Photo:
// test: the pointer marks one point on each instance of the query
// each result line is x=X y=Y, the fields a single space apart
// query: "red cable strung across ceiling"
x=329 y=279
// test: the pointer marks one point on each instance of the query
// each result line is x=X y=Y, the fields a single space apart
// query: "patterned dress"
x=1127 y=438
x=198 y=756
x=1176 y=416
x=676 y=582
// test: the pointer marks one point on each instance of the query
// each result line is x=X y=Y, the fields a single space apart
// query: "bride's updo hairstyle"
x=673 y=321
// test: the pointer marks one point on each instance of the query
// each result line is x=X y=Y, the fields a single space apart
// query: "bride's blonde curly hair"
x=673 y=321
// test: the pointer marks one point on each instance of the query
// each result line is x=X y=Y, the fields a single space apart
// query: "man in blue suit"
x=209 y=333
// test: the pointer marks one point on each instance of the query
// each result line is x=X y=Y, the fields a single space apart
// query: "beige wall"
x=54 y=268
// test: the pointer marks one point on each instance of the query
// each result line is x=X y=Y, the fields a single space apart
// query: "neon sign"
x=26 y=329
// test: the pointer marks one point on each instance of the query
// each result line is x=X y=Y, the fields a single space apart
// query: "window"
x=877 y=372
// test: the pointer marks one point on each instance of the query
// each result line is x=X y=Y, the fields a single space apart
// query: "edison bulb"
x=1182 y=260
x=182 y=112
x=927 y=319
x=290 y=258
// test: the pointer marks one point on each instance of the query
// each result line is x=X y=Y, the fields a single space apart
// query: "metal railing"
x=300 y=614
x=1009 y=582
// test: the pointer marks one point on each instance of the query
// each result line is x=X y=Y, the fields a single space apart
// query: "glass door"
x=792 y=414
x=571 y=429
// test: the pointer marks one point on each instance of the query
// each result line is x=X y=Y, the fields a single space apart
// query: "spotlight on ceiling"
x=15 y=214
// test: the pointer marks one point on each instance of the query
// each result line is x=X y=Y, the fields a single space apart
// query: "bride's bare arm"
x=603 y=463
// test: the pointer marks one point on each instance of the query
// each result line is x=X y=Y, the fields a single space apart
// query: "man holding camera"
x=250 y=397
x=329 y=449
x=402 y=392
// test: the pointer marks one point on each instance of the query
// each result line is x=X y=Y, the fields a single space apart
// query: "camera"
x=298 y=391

----------------

## Exercise prompt:
From the preceding material, extract every line exactly.

## Reply:
Photo:
// test: the pointer marks one point on each instance of the query
// each result line is x=X y=Y, the fields a single space apart
// query: "red cable strung across ceiling"
x=329 y=279
// test: the pointer marks one point on each instance of the query
// each result line is x=X y=Y, the fields a single space apart
// query: "patterned dress"
x=1127 y=438
x=198 y=756
x=1176 y=416
x=676 y=582
// test: the pointer marks one point on each instance of the query
// each result line is x=X y=Y, the fields a single space apart
// query: "bride's updo hairstyle"
x=673 y=321
// test: the pointer marks one point on each instance of the query
// each result line is x=X y=Y, the fields a single space apart
// query: "bride's blonde curly hair"
x=673 y=321
// test: the pointer marks one point on each instance of the query
// each result line is x=X y=Y, the fields a single space apart
// query: "man in blue suit"
x=209 y=333
// test: the pointer marks one point on each instance of the query
// each result line is x=X y=Y, the fields a single space apart
// query: "beige wall"
x=54 y=268
// test: the pointer marks one point on each instance of the query
// each result line is x=X y=Y, the fields a single space apart
// query: "neon sign"
x=26 y=329
// test: the pointer marks one point on each instance of the query
// each result line is x=X y=Y, the fields a single space apart
// query: "window"
x=877 y=372
// test: the pointer marks one point on each instance of the query
// each result line is x=X y=Y, the fields a single space apart
// query: "edison bulb"
x=1182 y=260
x=182 y=112
x=927 y=319
x=290 y=258
// test: the pointer marks one point on each instance of the query
// each result line is x=X y=Y, the fields a single space apart
// query: "metal railing"
x=300 y=614
x=1009 y=582
// test: the pointer marks one point on each instance of the query
// each result line is x=X y=Y, the fields a single space apart
// query: "glass door"
x=792 y=414
x=571 y=429
// test: the pointer marks one point on each instance of the query
// each result line is x=X y=Y, the fields a single space apart
// query: "spotlight on ceiling"
x=15 y=214
// test: the pointer marks one point on each instance of the query
// each result line is x=X y=Y, the fields a single space apart
// query: "bride's bare arm"
x=603 y=463
// test: the pointer marks one point on each instance of the query
// each result line is x=X y=Y, the fields a single space apart
// query: "man holding camera"
x=250 y=397
x=329 y=449
x=402 y=392
// test: the pointer marks one point on each instance of the query
// each result line is x=X y=Y, the fields a single space apart
// query: "camera"
x=298 y=391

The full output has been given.